● **Problem description**
Please pick out each line in the entries below that contains the word "surface", and copy those lines.

● **Material for this task**
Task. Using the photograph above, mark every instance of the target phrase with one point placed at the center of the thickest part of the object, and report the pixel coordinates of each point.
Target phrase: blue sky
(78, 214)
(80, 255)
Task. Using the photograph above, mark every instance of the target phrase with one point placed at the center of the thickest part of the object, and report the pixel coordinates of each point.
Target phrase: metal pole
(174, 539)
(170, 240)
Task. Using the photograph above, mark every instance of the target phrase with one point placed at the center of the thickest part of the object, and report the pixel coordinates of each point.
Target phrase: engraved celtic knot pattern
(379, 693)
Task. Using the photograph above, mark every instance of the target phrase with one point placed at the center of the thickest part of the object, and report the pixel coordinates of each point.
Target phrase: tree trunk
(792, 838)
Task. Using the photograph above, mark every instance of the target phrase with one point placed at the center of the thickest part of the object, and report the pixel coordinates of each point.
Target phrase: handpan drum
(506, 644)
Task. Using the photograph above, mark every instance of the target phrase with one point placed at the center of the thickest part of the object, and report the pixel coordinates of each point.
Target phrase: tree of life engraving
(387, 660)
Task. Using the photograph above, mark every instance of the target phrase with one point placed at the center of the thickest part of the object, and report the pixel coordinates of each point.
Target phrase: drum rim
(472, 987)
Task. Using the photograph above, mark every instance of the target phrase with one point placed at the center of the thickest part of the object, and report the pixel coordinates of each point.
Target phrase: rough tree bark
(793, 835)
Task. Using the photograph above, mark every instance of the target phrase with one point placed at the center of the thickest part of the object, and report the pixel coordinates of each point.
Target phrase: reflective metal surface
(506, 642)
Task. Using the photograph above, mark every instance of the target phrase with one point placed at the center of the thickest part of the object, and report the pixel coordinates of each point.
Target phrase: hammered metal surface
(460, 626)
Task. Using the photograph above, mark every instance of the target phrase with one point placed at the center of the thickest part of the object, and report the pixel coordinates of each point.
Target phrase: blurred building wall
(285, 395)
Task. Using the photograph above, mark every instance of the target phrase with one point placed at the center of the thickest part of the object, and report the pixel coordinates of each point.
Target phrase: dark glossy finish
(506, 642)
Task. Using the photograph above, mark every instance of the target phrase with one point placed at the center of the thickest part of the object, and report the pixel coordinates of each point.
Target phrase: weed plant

● **Answer to this problem**
Target phrase: reflective metal surface
Target phrase: hammered metal surface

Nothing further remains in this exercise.